— Task prompt —
The data below holds the lines to copy: everything from the line containing "Task: list a point for each instance of the pink" to the line containing "Task: list a point for each instance of the golden", both ends included, set down exactly.

=== Begin Enclosure ===

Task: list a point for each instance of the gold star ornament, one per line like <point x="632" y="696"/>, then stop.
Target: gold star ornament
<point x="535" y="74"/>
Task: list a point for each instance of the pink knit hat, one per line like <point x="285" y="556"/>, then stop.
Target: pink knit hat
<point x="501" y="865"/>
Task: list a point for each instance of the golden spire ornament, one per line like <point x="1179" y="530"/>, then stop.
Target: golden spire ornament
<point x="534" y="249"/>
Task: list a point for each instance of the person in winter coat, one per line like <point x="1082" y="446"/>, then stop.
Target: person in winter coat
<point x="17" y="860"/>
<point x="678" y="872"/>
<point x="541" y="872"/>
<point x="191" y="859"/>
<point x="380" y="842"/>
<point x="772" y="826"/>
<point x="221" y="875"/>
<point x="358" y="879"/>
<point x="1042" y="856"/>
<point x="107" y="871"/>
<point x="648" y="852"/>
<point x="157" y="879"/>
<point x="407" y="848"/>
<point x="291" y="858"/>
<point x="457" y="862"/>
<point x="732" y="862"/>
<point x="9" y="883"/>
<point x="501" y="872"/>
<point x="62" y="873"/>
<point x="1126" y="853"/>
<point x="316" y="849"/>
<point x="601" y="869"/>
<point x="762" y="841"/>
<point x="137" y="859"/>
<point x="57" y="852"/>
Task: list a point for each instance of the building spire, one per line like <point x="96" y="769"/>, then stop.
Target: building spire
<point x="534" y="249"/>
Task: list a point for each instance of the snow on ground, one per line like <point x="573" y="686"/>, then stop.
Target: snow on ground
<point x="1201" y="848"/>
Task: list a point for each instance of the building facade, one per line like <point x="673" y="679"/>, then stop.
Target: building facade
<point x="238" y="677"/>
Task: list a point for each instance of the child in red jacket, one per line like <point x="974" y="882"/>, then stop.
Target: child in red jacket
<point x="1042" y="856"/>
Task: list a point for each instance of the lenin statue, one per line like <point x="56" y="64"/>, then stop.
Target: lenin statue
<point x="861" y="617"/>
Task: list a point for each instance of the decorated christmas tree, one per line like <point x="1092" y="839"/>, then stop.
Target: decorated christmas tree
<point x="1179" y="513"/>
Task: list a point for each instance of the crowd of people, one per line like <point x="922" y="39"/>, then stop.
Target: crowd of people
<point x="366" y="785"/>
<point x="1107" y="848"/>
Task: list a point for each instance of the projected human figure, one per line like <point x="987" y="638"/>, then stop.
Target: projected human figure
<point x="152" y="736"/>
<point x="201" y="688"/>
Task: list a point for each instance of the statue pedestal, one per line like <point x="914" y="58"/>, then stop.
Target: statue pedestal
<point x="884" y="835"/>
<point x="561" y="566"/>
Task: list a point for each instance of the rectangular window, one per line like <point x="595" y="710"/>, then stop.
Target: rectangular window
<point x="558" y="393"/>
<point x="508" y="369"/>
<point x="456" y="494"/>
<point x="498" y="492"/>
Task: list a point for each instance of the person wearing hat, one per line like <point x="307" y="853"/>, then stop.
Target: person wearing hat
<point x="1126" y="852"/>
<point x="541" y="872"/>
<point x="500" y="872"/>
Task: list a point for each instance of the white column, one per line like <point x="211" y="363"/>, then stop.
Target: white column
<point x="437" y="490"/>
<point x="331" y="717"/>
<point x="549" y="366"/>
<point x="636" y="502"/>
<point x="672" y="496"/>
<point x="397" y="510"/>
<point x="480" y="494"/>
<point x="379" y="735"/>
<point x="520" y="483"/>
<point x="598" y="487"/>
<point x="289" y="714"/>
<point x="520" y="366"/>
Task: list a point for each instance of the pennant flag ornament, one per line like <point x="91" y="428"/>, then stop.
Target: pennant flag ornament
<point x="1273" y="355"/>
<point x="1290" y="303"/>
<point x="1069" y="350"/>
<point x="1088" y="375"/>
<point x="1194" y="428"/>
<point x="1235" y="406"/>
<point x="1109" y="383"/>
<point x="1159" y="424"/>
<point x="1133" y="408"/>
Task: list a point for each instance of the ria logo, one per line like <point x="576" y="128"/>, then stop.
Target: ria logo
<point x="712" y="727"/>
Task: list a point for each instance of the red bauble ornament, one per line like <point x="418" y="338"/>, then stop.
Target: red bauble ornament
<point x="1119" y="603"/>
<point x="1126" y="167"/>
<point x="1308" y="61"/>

=== End Enclosure ===

— Exercise solution —
Task: list a point for each instance of the pink knit hat, one per line like <point x="285" y="556"/>, then stop.
Target: pink knit hat
<point x="501" y="865"/>
Task: list a point for each instance of the golden spire ornament, one per line like <point x="1179" y="530"/>, then stop.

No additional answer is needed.